— begin Source —

Promotional Videos With Subtitles: The New Stars Of The Web
According to Cisco’s latest VNI IP Forecast, video will continue to grow and dominate the web in 2021 with 80% of the global web traffic. This number could not be more telling.
Indeed and almost without notice, promotional videos quietly appeared on our screens and are now everywhere. No less than 8 billion videos are viewed every day on Facebook alone. These figures point to the power of distributing a promotional video, not only on social networks but also within businesses. Whether it’s a corporate film or marketing video, a classic video or motion design, the possibilities are endless. In any format, it would be a shame to miss out on this media phenomenon.
The Promotional Video: A “Swiss Army Knife” Of Communication
Video is a unique medium proven useful to promote a new product or service in front of international audiences, as well as for internal communication to unite teams around a company’s objectives. In both cases, combined with subtitles, its reach can be infinite.
With this unlimited potential established, it’s now also crucial to understand how to use it wisely. As with any other tool, you want to best grasp its subtleties to optimize your video’s effectiveness.
Considering video watching represents more than 80% of internet traffic, it’s urgent for any business to adapt to these new practices. No matter which online activity, you’ve got every reason to familiarize yourself with this very “3rd millennium” mode of communication, since according to a study by Médiamétrie video is now the top medium for 25-49 year olds. In fact, video viewing is this group’s main activity on the web, devoting to it 80 percent of their browsing time.
Taking into account these dizzying figures, it’s clear we cannot afford to overlook this multifunctional tool or ignore understanding its impact either; how it works, and how to maximize its use. Let’s explore this topic here further.
1) The Public’s Attention: Digital Gold
What is rare is expensive, and what’s expensive can be rare – which is exactly what defines the attention of the web user. Accustomed to feeling bombarded by incessant visual and auditory stimuli, internet users gradually developed a cognitive impermeability that makes invisible and inaudible anything closely or remotely resembling unwanted ad content.
Capturing internet users’ attention is increasingly difficult. The omnipresence of advertising has forced naturally defensive reactions in web users, who reject ads and hardly register their messaging.
It’s no secret that banners and other pop-up advertising, used excessively by advertisers, have now almost disappeared from our digital landscape – considered as a kind of visual pollution for those who suffer them. Few if any advertisers today risk this exercise since it’s strongly associated with a poor user experience.
Nowadays you can just be an observer: from the independent web manager to the big brands – everyone has their advertorial, institutional or promotional film. Nothing could be more pragmatic, because the short video format is a boon in the digital age. What used to require a significant budget not so long ago – whether for design, professional equipment and technicians, or distribution with advertising space to buy on small and large screens – can nowadays be developed and distributed with a smartphone and some well-mastered app software. Promotional video online has significantly lowered the investment compared to its marketing impact and audience reach.
But specifically where does promotional video’s attractiveness come from, what exactly is its reach, and on which attention channel is it playing?
The Value Of Your Video’s First 3 Seconds
First, how do you define attention?

— end Source —

_Required actions_
1. Edit the passage of the promotional-video article starting with "Promotional Videos With" and going on through "be more telling.", with "global web traffic" changed to "global internet traffic".
2. Extend the article on subtitled promotional videos beyond its final line.

— begin Listing —

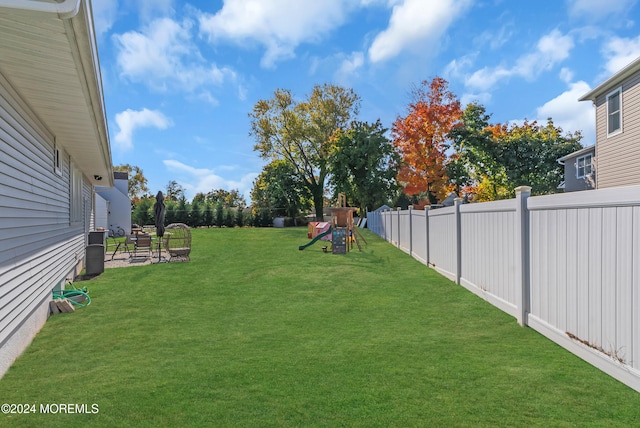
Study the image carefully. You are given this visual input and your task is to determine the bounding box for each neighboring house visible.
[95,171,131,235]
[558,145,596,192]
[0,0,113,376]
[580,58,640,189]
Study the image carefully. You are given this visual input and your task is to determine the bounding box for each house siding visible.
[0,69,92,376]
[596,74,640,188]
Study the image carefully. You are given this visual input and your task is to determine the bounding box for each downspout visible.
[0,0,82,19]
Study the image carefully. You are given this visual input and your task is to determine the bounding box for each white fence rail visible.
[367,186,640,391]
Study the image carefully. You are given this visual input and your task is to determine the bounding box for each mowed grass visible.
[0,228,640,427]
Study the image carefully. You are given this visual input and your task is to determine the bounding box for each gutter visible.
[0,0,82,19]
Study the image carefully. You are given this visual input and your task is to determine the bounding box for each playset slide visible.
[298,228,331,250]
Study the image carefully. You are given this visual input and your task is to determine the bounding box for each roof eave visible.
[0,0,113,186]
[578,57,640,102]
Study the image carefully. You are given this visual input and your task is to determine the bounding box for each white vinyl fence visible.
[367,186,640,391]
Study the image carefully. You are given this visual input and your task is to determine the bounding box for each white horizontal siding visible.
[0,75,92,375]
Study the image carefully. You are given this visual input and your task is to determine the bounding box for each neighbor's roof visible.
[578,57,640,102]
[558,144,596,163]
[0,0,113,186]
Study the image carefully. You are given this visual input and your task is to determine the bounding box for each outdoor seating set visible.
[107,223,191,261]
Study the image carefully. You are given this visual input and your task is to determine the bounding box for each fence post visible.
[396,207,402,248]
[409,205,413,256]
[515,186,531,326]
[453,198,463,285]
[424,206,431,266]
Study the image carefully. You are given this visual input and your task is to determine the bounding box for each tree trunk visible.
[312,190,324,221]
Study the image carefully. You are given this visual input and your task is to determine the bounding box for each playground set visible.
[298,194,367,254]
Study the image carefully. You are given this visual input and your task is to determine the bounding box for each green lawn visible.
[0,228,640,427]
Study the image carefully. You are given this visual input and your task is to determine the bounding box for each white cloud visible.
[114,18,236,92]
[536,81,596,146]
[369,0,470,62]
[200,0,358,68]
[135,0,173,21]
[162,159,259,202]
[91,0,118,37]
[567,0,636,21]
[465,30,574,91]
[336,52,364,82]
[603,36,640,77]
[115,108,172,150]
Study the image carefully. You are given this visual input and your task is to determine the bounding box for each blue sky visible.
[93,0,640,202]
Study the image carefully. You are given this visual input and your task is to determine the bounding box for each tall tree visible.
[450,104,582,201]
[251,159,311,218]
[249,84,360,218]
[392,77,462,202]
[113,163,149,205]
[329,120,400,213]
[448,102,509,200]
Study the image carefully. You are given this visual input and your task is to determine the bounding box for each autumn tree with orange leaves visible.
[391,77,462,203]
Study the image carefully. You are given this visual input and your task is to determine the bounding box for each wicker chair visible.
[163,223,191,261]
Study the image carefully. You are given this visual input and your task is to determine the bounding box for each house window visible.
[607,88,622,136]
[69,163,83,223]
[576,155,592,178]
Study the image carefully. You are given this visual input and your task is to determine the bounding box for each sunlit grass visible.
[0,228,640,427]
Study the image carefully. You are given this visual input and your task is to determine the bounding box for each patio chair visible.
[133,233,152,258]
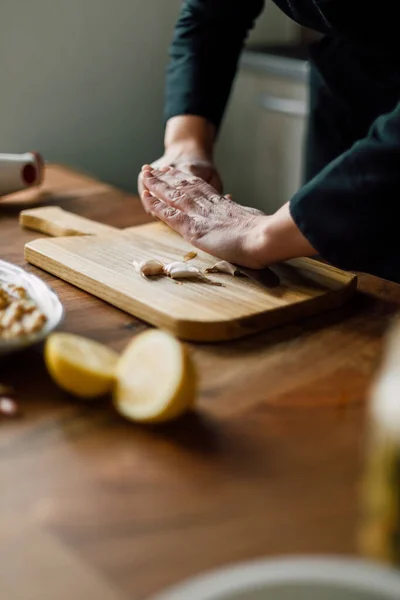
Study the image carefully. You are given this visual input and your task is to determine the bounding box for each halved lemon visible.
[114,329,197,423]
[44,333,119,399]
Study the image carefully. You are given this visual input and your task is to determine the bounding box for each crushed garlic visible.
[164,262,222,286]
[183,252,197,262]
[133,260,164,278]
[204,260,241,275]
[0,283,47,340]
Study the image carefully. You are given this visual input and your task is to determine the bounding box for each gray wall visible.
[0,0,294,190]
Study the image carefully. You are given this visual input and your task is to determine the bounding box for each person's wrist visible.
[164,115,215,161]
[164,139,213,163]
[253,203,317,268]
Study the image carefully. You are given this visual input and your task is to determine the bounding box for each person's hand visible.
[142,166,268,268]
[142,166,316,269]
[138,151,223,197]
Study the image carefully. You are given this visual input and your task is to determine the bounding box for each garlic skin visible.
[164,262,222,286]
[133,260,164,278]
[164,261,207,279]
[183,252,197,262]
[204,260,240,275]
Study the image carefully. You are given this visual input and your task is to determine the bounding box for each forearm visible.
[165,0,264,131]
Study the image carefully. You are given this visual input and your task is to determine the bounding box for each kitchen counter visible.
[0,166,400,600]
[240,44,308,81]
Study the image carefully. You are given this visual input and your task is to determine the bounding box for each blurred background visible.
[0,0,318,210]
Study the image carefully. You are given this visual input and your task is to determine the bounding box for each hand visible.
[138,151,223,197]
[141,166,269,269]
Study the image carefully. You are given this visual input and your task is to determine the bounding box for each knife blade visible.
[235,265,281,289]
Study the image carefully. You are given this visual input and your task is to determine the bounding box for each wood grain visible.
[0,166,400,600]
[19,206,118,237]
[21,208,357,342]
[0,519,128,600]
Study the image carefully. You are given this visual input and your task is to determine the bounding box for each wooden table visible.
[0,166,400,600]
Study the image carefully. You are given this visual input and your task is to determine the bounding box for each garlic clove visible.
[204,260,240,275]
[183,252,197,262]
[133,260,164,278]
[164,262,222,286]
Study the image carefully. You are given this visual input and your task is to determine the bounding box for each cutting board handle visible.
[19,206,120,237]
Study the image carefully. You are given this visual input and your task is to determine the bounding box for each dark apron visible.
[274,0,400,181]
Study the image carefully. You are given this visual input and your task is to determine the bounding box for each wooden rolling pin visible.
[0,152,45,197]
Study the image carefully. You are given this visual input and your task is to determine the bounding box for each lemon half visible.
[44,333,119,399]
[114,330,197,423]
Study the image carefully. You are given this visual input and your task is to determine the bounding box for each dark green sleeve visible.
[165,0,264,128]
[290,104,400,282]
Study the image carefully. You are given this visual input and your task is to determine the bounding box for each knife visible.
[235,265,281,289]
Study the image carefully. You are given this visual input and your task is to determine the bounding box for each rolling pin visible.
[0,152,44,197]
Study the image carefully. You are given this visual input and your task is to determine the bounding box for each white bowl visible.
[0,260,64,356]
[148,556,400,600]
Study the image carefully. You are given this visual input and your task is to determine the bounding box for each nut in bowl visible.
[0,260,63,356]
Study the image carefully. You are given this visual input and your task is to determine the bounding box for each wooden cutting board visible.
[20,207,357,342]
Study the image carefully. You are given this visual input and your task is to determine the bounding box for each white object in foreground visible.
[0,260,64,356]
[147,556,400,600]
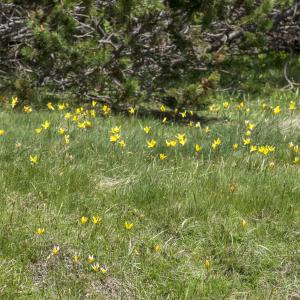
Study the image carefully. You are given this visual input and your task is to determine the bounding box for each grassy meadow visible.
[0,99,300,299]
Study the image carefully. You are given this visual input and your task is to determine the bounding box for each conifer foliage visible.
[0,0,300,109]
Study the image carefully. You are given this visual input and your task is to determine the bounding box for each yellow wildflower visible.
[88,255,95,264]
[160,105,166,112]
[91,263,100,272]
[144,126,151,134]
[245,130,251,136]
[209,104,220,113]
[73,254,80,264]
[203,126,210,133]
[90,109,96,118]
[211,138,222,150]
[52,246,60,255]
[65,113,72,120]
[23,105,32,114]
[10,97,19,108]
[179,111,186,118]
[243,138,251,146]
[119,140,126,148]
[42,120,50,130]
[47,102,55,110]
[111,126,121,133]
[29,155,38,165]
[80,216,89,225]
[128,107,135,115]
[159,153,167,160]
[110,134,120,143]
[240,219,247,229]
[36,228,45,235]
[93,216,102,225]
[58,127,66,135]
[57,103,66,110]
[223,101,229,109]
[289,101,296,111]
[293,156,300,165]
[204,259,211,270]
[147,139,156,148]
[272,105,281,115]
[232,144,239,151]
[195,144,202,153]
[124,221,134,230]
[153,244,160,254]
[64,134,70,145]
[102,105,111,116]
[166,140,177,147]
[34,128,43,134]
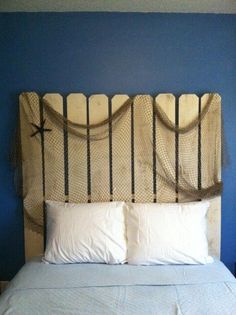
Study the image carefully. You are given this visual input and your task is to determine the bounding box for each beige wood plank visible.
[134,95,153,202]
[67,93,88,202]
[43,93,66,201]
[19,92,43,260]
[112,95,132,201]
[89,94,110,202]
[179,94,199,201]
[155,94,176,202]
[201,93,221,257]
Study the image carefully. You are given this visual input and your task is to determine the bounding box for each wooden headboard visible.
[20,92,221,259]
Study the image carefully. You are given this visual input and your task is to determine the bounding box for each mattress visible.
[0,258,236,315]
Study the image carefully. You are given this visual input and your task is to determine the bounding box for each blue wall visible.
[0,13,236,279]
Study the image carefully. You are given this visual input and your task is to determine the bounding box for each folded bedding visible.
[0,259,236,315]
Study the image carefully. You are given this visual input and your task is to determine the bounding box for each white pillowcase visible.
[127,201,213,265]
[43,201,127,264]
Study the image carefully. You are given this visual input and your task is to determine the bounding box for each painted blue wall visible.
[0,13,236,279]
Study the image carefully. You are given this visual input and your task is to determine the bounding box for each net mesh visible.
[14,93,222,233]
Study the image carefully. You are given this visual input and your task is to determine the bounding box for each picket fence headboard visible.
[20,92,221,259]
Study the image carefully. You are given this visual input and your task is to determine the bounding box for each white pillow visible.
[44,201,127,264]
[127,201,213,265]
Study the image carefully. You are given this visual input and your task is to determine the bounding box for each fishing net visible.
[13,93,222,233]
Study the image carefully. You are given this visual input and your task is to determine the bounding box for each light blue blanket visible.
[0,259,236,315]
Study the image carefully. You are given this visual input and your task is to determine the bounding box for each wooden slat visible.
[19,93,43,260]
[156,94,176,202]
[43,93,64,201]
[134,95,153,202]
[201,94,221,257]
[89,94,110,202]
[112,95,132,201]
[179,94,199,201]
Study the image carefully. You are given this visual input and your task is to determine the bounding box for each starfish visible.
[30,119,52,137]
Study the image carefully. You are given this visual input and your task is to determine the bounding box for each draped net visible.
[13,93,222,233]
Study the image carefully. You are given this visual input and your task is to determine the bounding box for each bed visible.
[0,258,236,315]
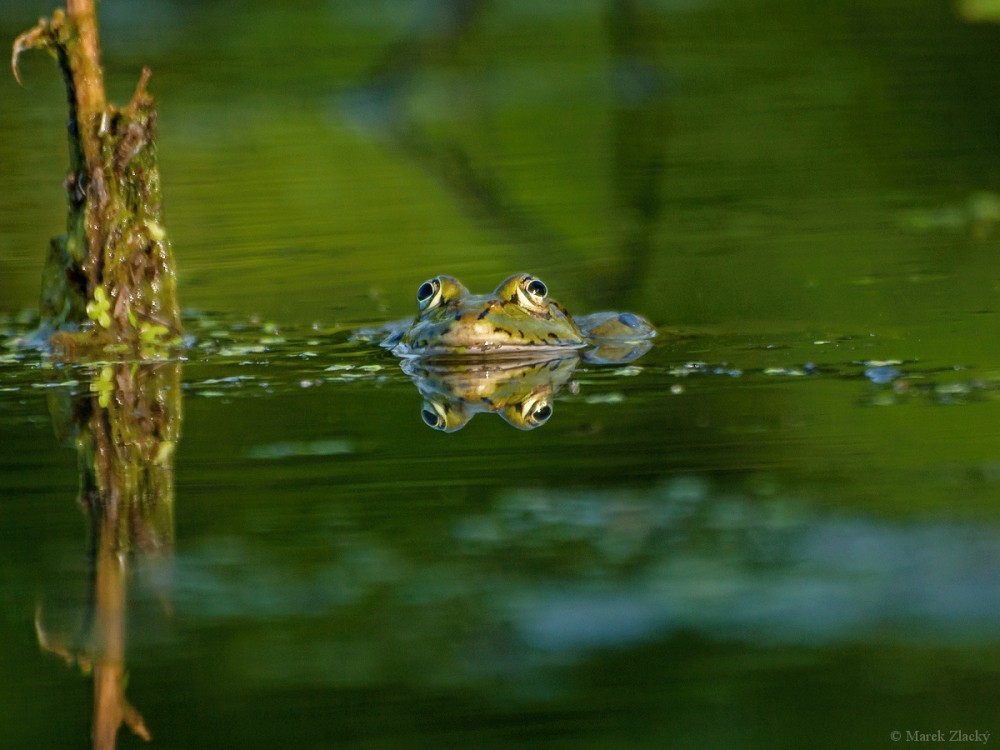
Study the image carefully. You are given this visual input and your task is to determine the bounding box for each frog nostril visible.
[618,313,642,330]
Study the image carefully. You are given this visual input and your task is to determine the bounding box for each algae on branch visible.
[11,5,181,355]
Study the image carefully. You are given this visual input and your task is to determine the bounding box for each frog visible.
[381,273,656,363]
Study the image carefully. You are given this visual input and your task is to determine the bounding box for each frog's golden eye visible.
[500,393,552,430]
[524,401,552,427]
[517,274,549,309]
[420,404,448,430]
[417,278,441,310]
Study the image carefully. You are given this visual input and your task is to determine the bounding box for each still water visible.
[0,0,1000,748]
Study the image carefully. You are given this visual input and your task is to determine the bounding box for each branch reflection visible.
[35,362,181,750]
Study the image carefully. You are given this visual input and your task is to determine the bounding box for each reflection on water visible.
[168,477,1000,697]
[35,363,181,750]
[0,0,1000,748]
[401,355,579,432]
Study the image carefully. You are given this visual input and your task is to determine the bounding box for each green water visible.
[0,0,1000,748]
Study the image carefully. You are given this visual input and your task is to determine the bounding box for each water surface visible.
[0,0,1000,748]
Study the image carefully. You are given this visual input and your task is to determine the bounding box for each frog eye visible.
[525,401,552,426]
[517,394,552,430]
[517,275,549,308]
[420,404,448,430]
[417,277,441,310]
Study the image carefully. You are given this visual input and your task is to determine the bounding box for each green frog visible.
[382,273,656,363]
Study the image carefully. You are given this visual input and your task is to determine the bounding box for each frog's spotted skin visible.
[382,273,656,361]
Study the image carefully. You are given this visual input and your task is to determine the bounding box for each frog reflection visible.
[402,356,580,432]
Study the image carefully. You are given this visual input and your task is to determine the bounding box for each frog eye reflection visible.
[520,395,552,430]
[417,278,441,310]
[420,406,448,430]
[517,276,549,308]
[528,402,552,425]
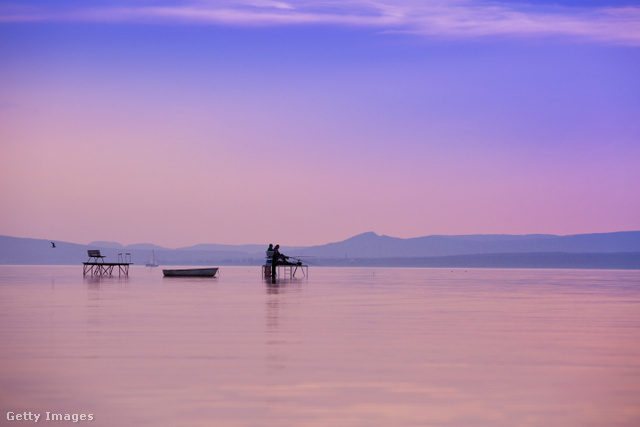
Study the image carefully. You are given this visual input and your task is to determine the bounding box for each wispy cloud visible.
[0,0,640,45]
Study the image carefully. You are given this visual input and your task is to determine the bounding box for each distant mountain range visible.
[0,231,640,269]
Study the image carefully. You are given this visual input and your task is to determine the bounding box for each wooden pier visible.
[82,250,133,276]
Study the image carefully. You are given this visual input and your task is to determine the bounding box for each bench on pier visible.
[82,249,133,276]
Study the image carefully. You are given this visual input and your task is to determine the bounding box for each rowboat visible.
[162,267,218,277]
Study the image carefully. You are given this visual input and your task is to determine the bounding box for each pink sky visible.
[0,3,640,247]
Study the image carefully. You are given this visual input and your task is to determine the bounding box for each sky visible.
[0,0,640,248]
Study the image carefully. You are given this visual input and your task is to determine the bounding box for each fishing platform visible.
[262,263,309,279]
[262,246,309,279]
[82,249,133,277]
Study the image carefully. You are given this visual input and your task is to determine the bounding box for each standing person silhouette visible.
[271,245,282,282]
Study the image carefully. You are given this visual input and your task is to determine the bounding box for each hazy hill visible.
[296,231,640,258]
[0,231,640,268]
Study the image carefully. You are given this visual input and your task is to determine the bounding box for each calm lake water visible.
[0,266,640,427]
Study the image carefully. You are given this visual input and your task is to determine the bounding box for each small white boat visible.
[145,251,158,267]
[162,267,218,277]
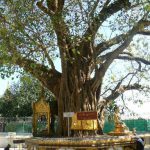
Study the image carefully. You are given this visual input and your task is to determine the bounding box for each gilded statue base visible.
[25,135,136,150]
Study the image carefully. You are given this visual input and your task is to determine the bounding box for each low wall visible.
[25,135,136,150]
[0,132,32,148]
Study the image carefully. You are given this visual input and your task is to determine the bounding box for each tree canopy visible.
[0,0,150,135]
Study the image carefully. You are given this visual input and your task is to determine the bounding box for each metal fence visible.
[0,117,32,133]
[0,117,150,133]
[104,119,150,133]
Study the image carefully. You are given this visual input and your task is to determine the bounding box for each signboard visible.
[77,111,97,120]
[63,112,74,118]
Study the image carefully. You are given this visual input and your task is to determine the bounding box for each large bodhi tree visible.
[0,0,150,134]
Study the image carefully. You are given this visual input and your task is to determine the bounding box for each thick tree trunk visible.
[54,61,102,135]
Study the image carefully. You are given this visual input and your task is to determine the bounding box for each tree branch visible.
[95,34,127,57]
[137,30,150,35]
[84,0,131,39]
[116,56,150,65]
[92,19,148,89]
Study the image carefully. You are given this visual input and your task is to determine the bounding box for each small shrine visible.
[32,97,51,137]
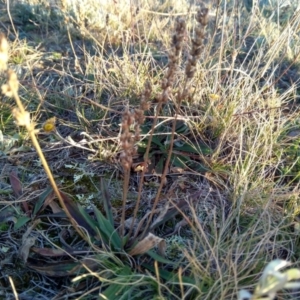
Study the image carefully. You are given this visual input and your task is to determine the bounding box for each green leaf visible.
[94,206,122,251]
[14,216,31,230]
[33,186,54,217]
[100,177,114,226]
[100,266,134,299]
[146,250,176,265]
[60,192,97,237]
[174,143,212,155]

— end Listing —

_Responses to the tasks_
1.
Promotional Videos With Subtitles: The New Stars Of The Web
According to Cisco’s latest VNI IP Forecast, video will continue to grow and dominate the web in 2021 with 80% of the global internet traffic. This number could not be more telling.

2.
One of the possible definitions could be the length of time your vision or hearing stays focused on something. But it’s not that simple, since you can actually look without seeing and hear without listening. Whether it’s by choice or distraction, this even has a name: “inadvertent blindness or deafness.” This much is true: our gaze and our hearing can only focus well on one thing at a time. The time it takes our brains to initially see, grasp and decide if something is interesting takes about 3 seconds. In this short, initial time span we decide whether it’s worth our time to continue reading, viewing or listening to any particular message.
The abundance of visual and auditory stimuli of all kinds, and the prevalence of screens in our lives, have made web users’ interest very volatile. Their ability to jump from one subject to another is now the major hurdle for any type of communication, amplified by our global use of smartphones.
As we’ve all noticed in our own habits, our internet user attention gets harder and harder to maintain. We’re actually giving less and less of our time to advertising content, and our ability to skim content on screens makes it even harder to grab and keep our interest levels.
The most telling example is advertising on Youtube, where ads are offered up in a pre-roll or mid-roll (before video launch, or during the video). These have the added “gift” of triggering instant annoyance in the viewer, who understandably feels hostage to this advertising practice and trapped by the platform which disseminates it. As a result of these ad practices, an average of around 80% of published videos get ignored. The only solution for a video to be actually viewed is to capture the user’s attention in the first 3 seconds, and then entice the user enough to stay and watch the entire video.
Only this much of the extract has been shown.